DIRECTIONS FOR THIS TASK: Reproduce every line of the material below word for word, leaving out the pictures.

(Stored items)
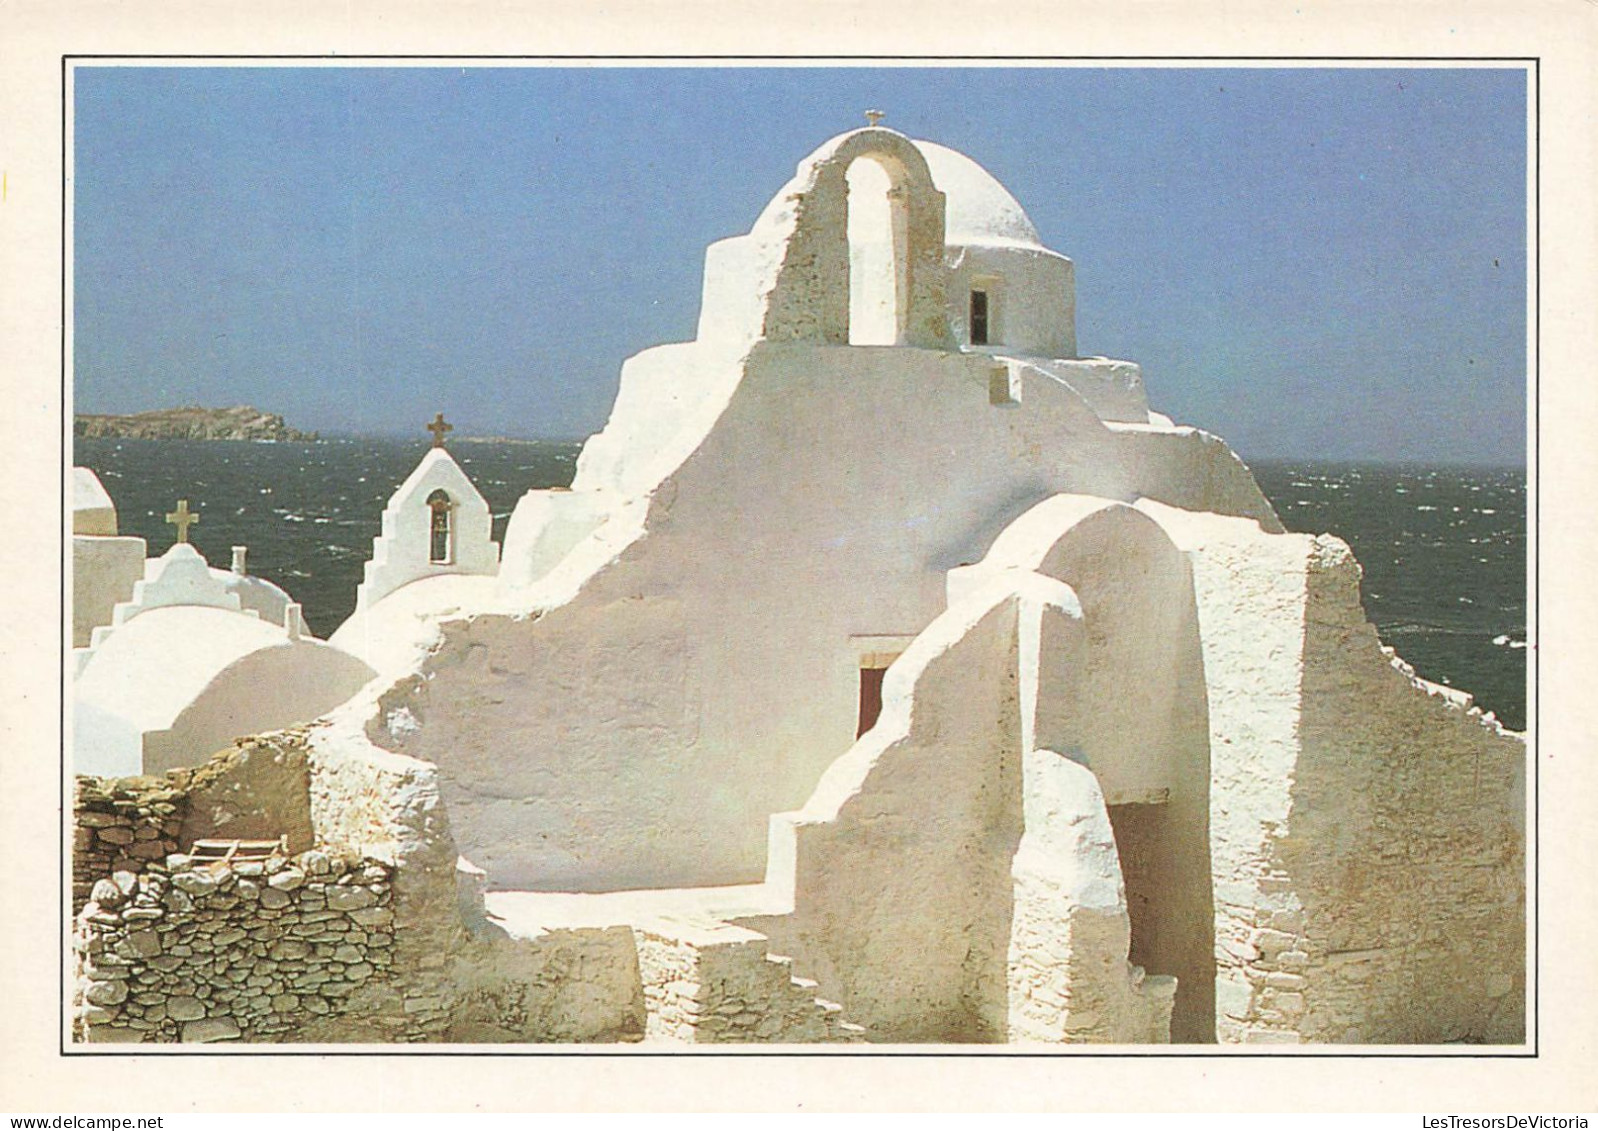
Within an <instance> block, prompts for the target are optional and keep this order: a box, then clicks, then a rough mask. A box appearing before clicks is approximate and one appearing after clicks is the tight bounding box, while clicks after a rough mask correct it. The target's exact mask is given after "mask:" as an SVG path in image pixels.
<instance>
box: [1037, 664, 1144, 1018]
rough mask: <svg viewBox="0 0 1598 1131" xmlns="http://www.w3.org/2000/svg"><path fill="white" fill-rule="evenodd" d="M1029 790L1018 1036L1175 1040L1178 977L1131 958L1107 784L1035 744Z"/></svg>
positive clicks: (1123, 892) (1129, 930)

EXERCISE SOLUTION:
Within an <instance> block, prompts for the target are optional and keep this order: a box, then clicks, then a rough mask. A box appearing before clicks is approximate and one appearing after clicks is the tight bounding box, while clicks after a rough mask correct it. The target's exact mask is given after "mask:" as an SVG path in image pixels.
<instance>
box: [1037, 664, 1144, 1018]
rough mask: <svg viewBox="0 0 1598 1131" xmlns="http://www.w3.org/2000/svg"><path fill="white" fill-rule="evenodd" d="M1029 790L1018 1036L1175 1040L1178 977L1131 958L1107 784L1035 744Z"/></svg>
positive clicks: (1123, 892) (1129, 930)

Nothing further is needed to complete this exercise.